**TASK TO COMPLETE**
Copy out exactly each line from the line with "of belt loop." through the last line of the material below.
[START OF RECORD EXTRACTS]
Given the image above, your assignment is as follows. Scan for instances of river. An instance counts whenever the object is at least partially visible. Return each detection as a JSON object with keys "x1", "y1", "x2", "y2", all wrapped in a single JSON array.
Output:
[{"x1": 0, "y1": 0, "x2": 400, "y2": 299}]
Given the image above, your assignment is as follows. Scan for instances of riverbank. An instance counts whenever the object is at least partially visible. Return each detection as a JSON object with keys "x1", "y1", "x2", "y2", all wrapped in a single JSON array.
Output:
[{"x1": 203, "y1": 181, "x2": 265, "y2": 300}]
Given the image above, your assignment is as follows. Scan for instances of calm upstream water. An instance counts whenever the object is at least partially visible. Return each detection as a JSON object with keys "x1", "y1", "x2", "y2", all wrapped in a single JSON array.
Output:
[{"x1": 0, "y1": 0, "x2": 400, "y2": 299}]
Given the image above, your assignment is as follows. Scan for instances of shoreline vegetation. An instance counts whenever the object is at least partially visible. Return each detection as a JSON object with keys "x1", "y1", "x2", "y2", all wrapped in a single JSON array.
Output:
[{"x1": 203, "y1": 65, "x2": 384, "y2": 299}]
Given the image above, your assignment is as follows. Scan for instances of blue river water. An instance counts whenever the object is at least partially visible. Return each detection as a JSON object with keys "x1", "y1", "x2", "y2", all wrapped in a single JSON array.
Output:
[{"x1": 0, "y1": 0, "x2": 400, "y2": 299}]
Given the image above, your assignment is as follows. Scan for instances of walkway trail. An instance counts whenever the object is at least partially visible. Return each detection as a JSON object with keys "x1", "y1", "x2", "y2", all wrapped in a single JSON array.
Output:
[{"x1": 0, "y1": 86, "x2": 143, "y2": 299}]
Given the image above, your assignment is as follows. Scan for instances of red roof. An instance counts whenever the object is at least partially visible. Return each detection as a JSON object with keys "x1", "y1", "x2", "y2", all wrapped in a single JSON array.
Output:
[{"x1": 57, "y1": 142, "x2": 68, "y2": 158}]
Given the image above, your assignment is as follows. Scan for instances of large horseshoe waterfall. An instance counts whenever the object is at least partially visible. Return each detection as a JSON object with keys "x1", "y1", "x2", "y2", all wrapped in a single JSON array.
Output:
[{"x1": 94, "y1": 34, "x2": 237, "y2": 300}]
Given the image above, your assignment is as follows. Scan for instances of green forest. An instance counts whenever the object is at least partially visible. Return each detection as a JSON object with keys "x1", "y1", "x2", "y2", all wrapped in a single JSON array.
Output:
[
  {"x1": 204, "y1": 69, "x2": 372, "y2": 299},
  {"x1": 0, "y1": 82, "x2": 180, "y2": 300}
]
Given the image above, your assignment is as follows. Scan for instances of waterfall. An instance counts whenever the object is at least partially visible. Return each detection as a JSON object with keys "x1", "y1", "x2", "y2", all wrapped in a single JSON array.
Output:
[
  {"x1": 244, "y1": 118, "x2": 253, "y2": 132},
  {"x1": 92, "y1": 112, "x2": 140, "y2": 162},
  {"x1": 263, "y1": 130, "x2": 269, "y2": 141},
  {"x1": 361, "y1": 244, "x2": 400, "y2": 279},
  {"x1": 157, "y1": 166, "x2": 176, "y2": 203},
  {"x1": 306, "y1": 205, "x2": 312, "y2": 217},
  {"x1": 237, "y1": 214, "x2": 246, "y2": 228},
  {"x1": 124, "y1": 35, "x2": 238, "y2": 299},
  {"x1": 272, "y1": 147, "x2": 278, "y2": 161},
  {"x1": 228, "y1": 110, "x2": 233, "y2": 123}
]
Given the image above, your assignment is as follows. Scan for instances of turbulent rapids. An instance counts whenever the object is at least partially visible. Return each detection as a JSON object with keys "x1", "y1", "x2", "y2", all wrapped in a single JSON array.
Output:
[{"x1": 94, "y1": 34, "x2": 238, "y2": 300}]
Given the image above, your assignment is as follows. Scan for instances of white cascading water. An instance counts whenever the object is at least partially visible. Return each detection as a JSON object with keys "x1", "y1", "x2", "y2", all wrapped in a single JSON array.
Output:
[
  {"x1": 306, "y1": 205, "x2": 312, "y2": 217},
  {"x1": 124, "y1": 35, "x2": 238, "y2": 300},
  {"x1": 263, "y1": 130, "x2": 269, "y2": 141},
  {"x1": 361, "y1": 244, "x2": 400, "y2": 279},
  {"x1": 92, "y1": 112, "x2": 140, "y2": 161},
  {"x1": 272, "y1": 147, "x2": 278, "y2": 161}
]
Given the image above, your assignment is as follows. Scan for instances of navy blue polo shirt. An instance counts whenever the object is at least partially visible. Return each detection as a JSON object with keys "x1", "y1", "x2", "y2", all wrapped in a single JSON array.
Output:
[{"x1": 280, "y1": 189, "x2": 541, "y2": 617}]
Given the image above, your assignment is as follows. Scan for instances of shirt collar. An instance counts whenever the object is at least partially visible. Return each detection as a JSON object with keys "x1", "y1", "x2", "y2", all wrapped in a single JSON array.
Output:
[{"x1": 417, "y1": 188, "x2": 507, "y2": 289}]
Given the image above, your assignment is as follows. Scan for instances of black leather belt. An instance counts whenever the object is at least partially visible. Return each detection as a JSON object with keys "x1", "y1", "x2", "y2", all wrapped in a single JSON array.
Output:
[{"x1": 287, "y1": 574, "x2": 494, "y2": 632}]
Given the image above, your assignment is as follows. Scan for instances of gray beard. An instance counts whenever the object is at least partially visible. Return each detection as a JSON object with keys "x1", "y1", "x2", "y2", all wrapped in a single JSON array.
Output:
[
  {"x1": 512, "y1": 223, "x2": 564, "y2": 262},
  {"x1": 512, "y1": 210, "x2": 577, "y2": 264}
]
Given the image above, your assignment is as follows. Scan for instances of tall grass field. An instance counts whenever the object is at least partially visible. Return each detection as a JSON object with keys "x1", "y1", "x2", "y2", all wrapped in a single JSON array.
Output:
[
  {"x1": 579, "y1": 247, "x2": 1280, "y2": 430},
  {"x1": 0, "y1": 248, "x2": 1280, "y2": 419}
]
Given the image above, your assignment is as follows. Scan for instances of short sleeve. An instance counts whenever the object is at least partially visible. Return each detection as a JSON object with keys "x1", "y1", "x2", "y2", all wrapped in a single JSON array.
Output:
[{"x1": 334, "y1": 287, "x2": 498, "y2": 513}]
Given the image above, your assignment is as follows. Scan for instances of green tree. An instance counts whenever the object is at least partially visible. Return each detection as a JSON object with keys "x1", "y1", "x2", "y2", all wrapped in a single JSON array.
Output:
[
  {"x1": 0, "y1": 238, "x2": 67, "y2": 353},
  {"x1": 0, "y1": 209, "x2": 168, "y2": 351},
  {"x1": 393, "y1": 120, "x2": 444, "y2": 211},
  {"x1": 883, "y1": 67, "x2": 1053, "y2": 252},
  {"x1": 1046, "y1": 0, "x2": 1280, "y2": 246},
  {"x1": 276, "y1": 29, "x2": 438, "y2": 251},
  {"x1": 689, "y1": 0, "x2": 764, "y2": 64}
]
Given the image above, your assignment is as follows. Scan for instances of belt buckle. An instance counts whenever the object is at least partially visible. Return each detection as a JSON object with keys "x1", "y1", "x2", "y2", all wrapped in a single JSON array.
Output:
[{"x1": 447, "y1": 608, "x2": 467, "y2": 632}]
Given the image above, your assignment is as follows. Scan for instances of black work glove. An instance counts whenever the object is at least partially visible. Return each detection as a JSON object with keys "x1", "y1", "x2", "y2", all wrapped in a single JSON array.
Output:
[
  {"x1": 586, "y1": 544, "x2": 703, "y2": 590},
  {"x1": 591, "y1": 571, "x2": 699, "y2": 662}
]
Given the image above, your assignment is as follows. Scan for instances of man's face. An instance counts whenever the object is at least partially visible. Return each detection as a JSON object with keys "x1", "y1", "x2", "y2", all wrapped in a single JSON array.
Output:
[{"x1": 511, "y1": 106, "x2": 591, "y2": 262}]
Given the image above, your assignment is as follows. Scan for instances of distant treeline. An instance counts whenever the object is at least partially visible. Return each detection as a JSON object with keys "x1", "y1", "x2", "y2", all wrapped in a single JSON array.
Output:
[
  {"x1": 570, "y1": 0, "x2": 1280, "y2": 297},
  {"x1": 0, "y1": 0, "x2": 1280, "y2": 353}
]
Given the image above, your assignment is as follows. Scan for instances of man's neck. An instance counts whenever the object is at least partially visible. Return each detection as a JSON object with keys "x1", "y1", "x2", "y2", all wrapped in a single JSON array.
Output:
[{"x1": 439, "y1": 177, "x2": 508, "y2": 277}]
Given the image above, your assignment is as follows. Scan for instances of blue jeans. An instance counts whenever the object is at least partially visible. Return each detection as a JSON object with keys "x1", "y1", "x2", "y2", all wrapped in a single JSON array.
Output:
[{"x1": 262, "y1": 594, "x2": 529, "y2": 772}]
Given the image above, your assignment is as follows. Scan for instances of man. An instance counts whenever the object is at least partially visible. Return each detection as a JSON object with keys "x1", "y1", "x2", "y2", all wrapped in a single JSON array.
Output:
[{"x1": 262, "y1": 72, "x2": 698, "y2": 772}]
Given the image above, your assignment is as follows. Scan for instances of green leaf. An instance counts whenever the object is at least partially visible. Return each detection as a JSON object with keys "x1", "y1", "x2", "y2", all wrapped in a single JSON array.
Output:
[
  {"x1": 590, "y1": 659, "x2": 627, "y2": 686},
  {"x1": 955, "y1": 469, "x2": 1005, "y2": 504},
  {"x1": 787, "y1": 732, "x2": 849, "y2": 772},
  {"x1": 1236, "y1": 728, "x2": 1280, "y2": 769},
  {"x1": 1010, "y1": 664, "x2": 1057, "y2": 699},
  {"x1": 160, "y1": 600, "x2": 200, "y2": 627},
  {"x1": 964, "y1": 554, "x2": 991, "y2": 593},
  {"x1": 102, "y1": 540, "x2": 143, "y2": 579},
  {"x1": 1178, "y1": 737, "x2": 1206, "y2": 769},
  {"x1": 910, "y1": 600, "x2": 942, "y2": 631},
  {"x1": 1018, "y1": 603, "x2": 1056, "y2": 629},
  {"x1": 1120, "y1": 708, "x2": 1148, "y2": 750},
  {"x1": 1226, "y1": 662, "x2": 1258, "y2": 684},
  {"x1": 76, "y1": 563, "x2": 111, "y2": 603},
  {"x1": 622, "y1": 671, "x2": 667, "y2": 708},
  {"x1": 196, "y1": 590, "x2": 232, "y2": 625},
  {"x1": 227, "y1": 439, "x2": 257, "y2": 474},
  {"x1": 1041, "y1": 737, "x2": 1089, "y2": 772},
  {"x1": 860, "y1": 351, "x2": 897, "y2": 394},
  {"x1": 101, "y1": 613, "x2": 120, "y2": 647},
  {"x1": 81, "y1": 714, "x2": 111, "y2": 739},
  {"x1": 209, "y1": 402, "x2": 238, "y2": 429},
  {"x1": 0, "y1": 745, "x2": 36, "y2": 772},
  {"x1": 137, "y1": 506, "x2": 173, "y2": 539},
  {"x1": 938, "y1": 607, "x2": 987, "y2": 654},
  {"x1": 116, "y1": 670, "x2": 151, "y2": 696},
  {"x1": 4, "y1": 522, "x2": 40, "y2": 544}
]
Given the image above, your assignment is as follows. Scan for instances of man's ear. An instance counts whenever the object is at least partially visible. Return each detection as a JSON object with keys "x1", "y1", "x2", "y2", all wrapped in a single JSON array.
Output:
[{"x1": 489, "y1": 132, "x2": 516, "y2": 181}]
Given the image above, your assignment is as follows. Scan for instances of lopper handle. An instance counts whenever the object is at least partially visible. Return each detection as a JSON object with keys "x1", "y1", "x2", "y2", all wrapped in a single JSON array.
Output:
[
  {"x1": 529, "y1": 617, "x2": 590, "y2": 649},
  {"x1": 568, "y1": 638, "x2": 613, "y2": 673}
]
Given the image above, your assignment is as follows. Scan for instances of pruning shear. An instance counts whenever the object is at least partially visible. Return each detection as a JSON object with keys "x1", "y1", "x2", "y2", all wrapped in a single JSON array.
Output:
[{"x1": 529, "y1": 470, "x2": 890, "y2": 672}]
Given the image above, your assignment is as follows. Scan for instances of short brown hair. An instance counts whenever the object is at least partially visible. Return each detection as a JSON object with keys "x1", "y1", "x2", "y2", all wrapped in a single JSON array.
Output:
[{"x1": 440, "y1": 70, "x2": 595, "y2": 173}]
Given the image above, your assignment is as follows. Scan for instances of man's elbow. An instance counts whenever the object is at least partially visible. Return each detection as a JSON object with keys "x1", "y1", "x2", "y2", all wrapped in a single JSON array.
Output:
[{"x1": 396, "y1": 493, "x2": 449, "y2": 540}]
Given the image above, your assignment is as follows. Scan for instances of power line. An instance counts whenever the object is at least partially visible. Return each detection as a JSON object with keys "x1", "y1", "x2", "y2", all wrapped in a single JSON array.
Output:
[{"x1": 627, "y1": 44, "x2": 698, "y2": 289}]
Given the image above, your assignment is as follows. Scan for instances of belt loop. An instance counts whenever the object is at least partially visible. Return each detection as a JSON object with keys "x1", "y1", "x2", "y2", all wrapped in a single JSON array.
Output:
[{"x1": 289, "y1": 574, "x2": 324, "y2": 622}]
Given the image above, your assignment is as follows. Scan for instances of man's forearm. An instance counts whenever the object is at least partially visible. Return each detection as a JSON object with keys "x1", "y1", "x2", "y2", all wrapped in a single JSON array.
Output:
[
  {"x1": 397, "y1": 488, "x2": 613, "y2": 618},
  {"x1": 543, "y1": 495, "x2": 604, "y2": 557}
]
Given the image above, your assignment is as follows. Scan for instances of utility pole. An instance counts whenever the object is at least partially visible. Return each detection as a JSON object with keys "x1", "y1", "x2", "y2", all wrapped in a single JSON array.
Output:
[END OF RECORD EXTRACTS]
**OUTPUT OF THE TASK**
Given the image above, your assignment is as follows. Scan for instances of belt loop. An instance counts whenever the object is at least partially visible. Return each detection as a JSON object with keys "x1", "y1", "x2", "y2", all wrapped in a single JSON array.
Output:
[{"x1": 289, "y1": 574, "x2": 324, "y2": 622}]
Given the image above, your assignment is as follows. Scan for instances of man's forearm. An instance counts whenever the object is at least partially visible. Return each detection as a JSON object with keys "x1", "y1", "x2", "y2", all wrapped in a single JSON array.
Output:
[
  {"x1": 397, "y1": 488, "x2": 613, "y2": 618},
  {"x1": 543, "y1": 495, "x2": 604, "y2": 557}
]
Given the image above, your assignment is as follows. Scan for instances of utility pole. An instance counts whenever the object is at least partially visible. Return each detection as a JSON object with keys "x1", "y1", "x2", "y2", all wrapped in a single JSON array.
Output:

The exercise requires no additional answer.